* Текст для чтения:
_ _ _ _ _ _ _

Однако существует фундаментальное различие между истиной, до которой смогли дойти греки, и истиной, которой владеют христиане. Греческие философы стяжали свое знание, вдохновляясь только «частью Логоса», а значит, их философское знание с неизбежностью было ограниченным, что доказывается теми взаимными противоречиями, в которые они впадают. Но и этот довод, приводимый Иустином, восходил к временам античности: к нему в основном прибегали философы–академики и скептики, чтобы доказать, что человеку невозможно познать истину, и в их руках это было некое оружие, направленное против догматизма. А теперь подобного рода довод оказывается полезен для христиан, поскольку они должны были быть — во всяком случае частично — скептиками по отношению к мудрости греков. В любом случае философы познали истину лишь неким «затемненным образом». Ведь, действительно, семя вещи отлично от самой вещи, как воображение отлично от реальности: человек познает вещь в той мере, в какой ему это позволяют сделать его умственные способности, — а быть причастным этой вещи и подражать ей — зависит уже от меры посылаемой человеку благодати. Христианин же, напротив, пребывает в иных условиях, поскольку он свободен от типичной для нехристиан неуверенности касательно человеческой природы, коль скоро истина в её полноте была дарована ему по благодати Христовой. Даже собственные произведения составляются Иустином не из доверия к возможностям ораторского искусства, но исключительно по вере в дар благодати Божией («Разговор с Трифоном иудеем», 58). Следовательно, различие между греческим язычеством и христианством истолковывается в богочеловеческом смысле как различие между природой и благодатью.

_ _ _ _ _ _ _

* Извлечённые данные:
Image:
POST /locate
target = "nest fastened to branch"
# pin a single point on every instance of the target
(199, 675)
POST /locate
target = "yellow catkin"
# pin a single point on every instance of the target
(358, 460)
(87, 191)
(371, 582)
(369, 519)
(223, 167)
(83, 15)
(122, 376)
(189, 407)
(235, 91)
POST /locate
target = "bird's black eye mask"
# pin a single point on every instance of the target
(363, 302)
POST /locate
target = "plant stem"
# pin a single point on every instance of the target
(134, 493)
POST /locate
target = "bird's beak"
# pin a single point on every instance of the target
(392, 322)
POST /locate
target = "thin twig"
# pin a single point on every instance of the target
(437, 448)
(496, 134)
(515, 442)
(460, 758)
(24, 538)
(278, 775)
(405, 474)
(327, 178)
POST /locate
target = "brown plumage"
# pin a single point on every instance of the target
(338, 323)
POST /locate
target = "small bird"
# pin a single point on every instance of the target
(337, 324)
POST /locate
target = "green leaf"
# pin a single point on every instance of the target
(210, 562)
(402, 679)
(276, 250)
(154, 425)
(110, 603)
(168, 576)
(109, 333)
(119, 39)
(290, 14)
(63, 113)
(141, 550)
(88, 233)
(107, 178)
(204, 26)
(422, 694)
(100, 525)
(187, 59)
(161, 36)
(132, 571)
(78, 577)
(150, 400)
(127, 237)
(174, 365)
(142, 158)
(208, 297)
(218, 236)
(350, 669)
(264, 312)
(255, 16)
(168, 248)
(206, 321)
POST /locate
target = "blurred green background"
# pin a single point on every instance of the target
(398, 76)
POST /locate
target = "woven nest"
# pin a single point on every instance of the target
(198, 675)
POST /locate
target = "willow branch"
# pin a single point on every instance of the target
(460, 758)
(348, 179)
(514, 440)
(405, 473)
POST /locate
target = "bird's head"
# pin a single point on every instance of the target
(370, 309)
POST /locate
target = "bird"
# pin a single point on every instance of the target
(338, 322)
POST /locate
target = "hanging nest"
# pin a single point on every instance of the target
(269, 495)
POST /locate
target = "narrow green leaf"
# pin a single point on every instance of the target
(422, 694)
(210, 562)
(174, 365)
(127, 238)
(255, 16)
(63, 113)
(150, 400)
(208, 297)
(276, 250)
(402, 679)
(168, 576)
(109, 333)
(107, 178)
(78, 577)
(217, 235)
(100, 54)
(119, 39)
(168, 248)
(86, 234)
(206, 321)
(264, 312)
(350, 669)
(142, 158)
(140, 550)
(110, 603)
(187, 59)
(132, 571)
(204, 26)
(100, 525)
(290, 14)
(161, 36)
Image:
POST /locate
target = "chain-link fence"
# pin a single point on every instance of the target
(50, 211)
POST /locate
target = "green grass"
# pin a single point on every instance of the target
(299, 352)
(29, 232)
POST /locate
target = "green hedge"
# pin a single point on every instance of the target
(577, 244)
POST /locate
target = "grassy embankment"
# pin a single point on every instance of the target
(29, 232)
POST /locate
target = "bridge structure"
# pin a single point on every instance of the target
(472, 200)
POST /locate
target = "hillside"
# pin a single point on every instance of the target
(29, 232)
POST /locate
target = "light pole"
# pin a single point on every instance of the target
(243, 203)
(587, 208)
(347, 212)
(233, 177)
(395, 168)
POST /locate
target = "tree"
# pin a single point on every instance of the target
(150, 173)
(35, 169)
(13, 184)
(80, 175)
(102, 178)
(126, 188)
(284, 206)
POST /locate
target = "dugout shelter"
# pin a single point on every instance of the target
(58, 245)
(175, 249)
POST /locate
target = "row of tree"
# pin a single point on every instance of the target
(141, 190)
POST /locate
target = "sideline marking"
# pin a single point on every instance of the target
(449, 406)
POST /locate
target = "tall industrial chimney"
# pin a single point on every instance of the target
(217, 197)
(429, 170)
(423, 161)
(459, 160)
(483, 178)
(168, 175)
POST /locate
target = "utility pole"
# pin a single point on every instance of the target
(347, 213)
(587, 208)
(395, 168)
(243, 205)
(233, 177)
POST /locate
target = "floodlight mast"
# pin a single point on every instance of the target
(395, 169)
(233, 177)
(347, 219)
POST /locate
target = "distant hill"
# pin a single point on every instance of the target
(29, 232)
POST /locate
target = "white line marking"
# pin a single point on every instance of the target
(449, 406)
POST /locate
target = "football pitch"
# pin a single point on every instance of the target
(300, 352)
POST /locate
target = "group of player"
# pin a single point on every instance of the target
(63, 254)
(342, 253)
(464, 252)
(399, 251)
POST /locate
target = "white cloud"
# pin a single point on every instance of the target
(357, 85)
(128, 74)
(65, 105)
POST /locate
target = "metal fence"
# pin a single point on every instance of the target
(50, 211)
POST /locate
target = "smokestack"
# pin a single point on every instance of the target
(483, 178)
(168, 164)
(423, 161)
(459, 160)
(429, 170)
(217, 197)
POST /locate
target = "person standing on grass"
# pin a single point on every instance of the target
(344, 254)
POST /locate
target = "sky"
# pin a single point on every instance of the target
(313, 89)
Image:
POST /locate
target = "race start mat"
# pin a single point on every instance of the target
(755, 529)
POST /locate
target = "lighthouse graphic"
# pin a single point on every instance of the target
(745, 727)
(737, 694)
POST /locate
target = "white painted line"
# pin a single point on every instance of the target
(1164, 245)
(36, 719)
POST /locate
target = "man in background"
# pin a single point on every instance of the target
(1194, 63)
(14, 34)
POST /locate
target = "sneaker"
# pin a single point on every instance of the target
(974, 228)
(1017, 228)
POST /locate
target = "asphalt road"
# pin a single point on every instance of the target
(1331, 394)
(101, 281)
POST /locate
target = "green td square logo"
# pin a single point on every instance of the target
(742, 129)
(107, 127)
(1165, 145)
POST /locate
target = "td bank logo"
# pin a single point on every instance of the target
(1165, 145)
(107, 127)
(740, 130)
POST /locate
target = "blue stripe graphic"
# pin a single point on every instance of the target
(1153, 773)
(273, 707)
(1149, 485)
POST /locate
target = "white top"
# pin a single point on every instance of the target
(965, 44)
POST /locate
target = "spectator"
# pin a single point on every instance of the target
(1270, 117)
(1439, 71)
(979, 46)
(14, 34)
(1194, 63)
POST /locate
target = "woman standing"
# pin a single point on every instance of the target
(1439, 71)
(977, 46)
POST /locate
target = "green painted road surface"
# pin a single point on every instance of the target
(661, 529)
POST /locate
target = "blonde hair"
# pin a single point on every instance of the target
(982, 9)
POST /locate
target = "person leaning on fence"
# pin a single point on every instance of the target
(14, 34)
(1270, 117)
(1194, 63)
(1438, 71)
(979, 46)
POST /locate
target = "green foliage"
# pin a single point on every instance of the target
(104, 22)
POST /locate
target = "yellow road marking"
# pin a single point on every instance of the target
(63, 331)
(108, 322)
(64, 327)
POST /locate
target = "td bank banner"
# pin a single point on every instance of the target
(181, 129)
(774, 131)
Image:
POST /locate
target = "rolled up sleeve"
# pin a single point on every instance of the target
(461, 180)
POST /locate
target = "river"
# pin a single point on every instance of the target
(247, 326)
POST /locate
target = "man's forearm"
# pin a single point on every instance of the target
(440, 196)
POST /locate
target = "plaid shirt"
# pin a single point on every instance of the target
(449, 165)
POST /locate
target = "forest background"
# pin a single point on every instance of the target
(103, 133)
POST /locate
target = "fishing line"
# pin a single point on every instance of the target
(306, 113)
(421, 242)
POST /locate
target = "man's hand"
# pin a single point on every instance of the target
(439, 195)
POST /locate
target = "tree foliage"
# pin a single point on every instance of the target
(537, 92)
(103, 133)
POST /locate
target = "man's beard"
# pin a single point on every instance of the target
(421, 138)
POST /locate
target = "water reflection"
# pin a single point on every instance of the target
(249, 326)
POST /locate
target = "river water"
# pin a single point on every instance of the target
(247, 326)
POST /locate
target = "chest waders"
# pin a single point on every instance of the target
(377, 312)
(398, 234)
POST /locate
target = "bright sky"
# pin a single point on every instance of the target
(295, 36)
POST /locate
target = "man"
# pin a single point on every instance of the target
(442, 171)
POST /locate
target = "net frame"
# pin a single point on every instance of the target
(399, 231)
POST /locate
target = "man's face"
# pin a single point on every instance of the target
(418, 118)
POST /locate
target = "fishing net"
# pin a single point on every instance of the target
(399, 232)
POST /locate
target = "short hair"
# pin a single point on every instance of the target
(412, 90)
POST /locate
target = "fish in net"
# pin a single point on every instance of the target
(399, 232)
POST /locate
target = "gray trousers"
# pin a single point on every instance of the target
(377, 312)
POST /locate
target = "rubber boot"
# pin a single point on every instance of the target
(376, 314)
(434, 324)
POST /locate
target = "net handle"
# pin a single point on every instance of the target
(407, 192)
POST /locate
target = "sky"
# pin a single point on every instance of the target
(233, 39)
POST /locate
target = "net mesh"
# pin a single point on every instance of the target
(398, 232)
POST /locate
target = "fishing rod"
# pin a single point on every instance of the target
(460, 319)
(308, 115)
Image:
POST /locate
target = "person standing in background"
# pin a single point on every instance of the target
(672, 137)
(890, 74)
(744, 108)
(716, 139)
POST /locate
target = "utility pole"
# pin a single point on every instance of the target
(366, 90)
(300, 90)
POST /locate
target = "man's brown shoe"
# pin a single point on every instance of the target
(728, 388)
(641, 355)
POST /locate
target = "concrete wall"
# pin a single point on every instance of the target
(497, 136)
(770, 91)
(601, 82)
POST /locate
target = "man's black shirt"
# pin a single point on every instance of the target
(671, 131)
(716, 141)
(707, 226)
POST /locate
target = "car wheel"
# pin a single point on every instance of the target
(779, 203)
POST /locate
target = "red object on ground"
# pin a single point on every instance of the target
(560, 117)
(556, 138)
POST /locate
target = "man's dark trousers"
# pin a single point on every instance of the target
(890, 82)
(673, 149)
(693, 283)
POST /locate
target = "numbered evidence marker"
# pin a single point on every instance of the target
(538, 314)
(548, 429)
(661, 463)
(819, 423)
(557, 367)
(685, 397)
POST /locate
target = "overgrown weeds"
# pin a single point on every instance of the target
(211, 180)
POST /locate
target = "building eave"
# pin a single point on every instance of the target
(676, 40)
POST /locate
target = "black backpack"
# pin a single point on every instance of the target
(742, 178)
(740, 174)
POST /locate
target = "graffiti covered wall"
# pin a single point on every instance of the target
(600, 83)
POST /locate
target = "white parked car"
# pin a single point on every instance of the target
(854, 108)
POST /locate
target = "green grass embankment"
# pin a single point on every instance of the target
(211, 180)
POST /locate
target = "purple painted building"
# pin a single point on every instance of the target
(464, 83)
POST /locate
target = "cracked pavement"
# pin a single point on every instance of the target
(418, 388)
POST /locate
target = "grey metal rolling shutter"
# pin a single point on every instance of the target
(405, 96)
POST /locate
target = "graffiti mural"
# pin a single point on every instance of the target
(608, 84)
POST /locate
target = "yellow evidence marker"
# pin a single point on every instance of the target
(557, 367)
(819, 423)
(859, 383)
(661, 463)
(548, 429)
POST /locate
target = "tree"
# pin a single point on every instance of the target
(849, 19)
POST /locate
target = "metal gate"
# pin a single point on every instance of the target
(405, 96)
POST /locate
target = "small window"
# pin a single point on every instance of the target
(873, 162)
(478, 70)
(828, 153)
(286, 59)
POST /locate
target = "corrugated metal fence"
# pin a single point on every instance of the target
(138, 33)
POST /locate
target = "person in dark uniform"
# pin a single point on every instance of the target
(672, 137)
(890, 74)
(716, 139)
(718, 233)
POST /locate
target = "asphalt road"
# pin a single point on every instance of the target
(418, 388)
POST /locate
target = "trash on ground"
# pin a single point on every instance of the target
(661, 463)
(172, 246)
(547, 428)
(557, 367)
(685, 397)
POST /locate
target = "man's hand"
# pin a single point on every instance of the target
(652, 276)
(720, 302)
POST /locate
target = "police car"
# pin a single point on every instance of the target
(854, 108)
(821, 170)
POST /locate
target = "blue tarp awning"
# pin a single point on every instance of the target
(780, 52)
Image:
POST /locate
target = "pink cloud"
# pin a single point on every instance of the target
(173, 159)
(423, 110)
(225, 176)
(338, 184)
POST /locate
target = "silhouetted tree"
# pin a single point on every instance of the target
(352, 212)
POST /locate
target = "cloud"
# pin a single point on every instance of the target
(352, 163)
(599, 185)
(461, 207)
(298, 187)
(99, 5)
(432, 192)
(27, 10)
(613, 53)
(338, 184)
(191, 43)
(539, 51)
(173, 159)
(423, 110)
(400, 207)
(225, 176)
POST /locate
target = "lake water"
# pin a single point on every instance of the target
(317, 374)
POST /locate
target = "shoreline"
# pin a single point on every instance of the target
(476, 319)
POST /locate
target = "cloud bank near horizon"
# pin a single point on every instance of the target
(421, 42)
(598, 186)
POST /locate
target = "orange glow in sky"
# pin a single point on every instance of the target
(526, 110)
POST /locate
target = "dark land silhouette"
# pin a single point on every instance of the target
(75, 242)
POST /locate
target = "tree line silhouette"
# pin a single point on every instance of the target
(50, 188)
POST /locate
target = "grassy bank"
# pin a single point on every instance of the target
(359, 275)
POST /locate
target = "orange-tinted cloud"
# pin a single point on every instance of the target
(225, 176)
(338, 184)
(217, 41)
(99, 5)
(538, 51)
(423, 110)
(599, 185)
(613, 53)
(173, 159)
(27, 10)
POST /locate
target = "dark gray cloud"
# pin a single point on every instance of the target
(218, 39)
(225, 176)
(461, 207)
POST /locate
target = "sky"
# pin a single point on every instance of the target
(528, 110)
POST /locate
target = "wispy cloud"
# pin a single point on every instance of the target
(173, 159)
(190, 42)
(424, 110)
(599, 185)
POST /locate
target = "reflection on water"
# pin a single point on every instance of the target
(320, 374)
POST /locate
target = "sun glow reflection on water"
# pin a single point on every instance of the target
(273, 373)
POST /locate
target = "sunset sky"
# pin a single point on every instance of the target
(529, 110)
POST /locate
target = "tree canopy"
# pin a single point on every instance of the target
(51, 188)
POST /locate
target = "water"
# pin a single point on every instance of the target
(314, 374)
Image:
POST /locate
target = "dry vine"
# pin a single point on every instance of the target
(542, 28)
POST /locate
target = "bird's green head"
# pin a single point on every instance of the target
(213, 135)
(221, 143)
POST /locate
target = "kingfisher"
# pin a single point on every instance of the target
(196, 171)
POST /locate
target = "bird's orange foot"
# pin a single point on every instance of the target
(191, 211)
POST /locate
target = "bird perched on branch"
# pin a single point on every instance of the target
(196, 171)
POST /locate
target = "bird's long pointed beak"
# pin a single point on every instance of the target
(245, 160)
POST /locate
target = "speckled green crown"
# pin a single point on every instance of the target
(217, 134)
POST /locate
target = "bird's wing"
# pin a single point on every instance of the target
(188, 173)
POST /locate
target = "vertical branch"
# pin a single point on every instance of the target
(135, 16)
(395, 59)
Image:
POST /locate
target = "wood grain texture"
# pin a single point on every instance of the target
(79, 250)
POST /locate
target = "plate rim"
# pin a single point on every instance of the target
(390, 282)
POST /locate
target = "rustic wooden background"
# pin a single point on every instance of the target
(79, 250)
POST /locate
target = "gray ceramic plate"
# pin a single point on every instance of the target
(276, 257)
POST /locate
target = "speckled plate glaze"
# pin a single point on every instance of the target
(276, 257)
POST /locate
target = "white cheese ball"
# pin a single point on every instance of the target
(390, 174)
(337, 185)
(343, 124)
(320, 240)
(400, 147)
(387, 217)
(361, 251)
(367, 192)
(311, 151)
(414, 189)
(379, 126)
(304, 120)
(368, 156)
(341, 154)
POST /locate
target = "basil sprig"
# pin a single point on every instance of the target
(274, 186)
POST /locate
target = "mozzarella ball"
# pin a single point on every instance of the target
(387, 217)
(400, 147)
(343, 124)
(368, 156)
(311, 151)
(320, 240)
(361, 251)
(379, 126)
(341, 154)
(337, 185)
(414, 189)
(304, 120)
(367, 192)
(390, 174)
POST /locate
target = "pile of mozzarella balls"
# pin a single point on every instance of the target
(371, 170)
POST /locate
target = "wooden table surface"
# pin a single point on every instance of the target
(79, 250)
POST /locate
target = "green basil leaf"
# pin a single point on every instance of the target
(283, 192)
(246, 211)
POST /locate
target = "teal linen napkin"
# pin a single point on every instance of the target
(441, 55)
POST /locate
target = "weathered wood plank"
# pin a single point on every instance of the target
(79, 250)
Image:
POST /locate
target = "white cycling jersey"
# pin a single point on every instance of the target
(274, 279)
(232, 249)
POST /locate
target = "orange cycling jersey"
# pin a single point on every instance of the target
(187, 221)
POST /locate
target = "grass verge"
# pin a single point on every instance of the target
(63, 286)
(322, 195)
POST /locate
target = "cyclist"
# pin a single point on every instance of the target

_ _ _ _ _ _ _

* Задание: Напишите продолжение текста об Иустине и греческих философах, начиная сразу после его последнего предложения. Данные никак не связаны с текстом.

* Ответ:
Если человеческий разум, который только копирует образец или подражает образцу, отличен от самого образца, нельзя, тем не менее, отрицать, что между копией и образцом существует тесная близость. Идея, лежащая в основе этой концепции Иустина, ассоциируется с той интерпретацией, которую Филон выдвинул для выражения «по образу», содержащемуся в Быт. 1, 26 и 27: человек был создан «по образу Бога», и в него, тем самым, было вложено семя Логоса. Что касается термина σπερματικός [семенной], то здесь, в отличие от того, как его понимали стоики, к которым он и восходит, он должен пониматься в активном значении и указывать на Логос, который «всевает» свои учения в человека. И коль скоро Логос является абсолютной истиной, философы частично приобщаются к Нему (II 10, 1). Те же построения мы обнаружим позже у Климента.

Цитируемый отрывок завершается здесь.